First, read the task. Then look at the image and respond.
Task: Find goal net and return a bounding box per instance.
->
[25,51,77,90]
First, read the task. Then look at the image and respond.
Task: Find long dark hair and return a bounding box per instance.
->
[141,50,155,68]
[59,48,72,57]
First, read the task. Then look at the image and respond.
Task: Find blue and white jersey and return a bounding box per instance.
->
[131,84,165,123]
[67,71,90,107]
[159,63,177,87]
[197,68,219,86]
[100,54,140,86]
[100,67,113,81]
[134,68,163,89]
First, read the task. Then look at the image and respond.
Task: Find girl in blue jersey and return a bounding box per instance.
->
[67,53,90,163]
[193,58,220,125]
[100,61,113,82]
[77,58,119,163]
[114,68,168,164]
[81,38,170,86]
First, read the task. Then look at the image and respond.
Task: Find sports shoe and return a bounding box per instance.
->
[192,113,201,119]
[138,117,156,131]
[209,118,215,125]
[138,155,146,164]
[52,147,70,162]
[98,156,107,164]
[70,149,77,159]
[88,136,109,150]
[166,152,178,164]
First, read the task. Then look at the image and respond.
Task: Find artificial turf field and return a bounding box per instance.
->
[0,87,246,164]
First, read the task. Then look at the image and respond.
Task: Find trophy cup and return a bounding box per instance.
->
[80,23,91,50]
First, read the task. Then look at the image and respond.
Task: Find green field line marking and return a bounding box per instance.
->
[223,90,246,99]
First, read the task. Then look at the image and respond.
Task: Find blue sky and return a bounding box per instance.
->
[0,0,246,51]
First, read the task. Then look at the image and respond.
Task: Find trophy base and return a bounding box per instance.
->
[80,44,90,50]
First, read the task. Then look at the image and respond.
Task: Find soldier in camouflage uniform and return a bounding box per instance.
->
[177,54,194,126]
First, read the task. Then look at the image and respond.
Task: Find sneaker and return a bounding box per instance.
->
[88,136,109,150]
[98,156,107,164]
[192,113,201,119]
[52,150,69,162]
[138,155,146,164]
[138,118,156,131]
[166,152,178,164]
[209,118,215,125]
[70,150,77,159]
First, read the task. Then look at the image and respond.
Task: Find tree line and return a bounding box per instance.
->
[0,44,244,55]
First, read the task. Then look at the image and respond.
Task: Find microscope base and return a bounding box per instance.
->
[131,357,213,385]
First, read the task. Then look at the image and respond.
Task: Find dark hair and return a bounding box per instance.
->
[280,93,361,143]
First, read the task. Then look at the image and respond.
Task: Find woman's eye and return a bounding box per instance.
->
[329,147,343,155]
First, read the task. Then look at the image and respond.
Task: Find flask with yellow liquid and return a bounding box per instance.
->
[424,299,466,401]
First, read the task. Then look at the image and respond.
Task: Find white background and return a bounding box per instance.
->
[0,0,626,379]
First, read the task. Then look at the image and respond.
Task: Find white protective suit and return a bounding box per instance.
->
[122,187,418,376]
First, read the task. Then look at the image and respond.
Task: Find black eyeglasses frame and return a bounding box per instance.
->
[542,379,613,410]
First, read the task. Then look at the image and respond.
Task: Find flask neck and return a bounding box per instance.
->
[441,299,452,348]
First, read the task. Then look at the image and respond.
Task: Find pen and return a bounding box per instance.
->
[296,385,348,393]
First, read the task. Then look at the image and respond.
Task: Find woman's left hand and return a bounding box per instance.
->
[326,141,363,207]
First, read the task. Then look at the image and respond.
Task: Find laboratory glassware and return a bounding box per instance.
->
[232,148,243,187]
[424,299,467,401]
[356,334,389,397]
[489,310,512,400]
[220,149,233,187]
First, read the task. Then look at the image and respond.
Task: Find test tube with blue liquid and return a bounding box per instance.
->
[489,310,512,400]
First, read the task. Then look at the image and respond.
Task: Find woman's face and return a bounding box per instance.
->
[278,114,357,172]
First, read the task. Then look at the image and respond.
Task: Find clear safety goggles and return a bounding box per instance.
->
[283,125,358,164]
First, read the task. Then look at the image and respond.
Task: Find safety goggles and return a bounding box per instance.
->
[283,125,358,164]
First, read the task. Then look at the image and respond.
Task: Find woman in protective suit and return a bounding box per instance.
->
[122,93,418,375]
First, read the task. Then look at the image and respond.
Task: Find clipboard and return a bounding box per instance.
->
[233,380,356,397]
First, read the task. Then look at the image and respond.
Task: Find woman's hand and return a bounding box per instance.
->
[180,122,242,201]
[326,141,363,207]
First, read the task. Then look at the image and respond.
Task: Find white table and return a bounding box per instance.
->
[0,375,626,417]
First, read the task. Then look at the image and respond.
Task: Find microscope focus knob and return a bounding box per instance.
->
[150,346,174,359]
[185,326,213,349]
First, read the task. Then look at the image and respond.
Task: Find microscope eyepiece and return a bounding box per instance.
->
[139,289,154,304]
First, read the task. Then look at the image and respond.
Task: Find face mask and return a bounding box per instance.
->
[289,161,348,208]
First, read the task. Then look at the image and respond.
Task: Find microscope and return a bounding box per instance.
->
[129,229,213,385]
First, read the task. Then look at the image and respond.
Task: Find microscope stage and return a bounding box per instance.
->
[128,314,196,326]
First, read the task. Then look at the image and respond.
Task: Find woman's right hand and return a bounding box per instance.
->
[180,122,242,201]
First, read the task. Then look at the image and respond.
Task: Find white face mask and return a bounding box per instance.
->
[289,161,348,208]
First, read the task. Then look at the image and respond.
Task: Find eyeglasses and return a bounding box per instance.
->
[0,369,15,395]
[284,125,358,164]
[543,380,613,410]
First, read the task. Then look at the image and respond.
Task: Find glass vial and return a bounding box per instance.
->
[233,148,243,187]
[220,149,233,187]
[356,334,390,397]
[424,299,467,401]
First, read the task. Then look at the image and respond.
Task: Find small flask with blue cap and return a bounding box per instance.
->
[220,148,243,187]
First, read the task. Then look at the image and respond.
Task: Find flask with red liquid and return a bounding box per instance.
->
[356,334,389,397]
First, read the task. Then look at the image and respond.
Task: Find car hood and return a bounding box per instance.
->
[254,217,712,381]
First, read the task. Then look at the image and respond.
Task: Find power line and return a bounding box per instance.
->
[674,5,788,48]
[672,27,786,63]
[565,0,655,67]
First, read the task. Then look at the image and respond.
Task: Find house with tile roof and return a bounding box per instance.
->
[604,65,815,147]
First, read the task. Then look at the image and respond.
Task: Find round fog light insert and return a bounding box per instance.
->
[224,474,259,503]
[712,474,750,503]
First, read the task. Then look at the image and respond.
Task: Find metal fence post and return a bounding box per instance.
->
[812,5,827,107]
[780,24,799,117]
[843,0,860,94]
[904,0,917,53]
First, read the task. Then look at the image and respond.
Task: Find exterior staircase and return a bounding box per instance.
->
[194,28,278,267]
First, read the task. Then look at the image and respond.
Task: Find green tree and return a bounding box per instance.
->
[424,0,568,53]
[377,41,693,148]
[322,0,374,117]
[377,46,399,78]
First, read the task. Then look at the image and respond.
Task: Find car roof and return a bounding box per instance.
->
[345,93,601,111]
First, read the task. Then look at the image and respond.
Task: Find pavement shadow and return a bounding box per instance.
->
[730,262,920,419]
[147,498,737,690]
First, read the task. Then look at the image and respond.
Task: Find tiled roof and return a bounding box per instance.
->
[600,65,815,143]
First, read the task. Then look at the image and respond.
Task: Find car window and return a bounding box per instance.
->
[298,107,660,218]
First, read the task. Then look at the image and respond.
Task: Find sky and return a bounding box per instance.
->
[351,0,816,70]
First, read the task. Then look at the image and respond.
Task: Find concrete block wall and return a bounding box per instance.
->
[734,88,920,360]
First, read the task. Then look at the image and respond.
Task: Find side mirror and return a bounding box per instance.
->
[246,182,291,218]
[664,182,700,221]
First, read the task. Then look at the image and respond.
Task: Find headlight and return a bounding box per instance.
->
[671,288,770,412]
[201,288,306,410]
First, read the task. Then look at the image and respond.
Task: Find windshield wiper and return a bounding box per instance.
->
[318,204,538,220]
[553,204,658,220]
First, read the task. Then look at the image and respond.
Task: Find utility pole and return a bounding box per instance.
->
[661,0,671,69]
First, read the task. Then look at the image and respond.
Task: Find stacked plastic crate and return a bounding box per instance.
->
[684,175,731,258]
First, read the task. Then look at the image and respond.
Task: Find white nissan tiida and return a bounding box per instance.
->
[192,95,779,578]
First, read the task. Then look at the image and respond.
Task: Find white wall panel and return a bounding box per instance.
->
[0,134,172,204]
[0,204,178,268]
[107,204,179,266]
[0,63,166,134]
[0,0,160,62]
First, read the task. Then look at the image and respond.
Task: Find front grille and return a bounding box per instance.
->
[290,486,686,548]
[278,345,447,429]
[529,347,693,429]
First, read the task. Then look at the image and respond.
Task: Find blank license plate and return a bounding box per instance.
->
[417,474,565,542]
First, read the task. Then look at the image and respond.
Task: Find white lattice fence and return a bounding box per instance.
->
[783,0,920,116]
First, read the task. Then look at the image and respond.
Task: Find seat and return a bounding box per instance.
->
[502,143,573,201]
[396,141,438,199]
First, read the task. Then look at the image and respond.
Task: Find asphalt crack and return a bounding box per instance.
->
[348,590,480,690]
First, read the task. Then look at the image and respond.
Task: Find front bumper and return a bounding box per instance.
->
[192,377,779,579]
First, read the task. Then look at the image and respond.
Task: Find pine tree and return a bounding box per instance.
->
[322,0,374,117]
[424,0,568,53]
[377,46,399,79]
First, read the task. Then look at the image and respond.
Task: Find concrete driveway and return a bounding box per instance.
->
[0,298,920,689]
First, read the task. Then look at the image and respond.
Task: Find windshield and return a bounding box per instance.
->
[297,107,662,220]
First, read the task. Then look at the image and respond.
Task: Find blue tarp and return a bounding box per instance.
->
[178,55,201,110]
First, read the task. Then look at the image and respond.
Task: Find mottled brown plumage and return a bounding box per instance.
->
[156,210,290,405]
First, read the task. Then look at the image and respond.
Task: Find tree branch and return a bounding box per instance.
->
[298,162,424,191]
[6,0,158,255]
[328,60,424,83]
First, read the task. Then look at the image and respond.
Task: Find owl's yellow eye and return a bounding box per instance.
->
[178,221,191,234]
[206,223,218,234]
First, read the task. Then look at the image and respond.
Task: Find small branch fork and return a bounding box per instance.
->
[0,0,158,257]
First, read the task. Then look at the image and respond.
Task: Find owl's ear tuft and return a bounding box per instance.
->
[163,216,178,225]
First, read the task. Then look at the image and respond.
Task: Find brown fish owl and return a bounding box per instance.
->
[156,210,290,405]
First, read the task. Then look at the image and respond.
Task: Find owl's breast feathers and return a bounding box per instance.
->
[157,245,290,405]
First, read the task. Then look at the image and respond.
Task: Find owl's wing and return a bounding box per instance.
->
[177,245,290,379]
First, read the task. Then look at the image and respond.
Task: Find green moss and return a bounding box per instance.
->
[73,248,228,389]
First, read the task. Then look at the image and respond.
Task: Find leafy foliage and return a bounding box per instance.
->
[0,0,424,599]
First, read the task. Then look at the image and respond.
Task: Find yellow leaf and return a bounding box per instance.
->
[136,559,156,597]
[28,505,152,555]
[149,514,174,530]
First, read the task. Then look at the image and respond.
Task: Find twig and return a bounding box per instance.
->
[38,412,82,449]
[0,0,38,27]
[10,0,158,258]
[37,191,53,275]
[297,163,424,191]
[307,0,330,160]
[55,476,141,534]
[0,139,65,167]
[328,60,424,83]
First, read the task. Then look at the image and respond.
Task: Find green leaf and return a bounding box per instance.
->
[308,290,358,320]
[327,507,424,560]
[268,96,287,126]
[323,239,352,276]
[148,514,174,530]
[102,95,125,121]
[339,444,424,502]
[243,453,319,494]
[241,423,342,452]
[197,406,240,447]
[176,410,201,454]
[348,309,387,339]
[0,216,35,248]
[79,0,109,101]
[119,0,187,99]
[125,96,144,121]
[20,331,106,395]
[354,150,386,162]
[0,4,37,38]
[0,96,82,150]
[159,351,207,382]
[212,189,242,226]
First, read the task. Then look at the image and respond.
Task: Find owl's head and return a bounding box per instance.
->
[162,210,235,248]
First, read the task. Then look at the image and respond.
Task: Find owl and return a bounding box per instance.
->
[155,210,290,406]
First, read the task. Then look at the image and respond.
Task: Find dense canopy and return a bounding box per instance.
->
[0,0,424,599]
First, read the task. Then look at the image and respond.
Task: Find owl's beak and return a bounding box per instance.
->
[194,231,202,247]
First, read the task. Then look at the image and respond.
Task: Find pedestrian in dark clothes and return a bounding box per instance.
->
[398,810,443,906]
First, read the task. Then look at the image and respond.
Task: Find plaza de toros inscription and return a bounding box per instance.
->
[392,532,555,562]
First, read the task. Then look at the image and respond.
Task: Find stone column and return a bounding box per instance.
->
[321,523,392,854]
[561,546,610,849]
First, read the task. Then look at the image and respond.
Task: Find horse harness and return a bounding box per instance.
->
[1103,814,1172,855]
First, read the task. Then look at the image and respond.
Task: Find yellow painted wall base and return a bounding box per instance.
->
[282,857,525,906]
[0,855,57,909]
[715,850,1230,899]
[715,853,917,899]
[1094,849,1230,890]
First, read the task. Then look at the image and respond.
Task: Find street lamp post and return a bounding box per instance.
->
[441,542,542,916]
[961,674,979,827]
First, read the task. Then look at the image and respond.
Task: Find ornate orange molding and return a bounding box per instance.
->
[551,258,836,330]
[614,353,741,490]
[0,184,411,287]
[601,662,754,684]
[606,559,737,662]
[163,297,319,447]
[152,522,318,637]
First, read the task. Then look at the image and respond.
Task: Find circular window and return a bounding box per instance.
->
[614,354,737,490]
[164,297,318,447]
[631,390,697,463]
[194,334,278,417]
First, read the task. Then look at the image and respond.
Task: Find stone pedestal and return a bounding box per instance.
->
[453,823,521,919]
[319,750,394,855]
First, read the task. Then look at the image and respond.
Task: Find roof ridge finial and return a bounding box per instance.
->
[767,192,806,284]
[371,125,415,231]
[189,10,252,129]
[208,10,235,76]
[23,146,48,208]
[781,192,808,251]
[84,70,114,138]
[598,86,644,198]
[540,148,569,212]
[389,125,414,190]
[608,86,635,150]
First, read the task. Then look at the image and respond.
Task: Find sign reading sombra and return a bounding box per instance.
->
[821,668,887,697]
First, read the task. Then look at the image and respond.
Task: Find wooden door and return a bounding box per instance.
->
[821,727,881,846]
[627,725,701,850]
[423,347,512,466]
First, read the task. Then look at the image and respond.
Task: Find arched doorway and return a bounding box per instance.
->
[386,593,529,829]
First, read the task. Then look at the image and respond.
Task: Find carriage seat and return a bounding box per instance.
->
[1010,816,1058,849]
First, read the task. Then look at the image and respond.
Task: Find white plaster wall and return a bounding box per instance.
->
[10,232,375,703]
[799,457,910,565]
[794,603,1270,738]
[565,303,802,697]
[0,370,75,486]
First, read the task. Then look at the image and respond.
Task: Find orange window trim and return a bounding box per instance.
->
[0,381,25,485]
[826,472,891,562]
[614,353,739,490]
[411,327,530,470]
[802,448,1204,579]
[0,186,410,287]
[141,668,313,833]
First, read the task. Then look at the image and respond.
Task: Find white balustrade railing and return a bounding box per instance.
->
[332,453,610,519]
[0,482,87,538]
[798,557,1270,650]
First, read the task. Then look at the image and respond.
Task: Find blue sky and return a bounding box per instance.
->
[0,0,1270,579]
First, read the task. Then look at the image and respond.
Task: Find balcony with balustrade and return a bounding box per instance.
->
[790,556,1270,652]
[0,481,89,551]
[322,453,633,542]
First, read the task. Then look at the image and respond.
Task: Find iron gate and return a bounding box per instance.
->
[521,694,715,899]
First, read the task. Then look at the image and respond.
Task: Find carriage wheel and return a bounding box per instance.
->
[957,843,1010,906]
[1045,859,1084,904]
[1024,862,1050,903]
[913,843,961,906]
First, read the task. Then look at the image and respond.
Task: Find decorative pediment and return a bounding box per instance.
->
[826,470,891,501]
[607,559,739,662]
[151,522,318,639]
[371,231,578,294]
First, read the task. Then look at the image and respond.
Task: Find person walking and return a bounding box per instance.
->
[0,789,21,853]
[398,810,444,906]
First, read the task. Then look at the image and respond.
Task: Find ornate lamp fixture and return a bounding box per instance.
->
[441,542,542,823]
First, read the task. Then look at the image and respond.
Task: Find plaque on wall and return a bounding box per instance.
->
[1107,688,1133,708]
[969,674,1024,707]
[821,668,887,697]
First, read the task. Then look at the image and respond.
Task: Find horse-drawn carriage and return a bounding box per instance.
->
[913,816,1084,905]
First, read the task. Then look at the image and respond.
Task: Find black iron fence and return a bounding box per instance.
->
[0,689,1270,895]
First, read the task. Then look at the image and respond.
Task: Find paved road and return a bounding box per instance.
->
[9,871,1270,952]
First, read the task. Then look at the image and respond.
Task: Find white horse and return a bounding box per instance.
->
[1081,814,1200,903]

The problem:
Report every line of the records that contains the word "hand", treating case as significant.

Exercise result:
Task: Find woman's left hand and return a bounding box per instance.
Task: Find woman's hand and return a bounding box per instance.
Task: Find woman's right hand and return a bounding box per instance.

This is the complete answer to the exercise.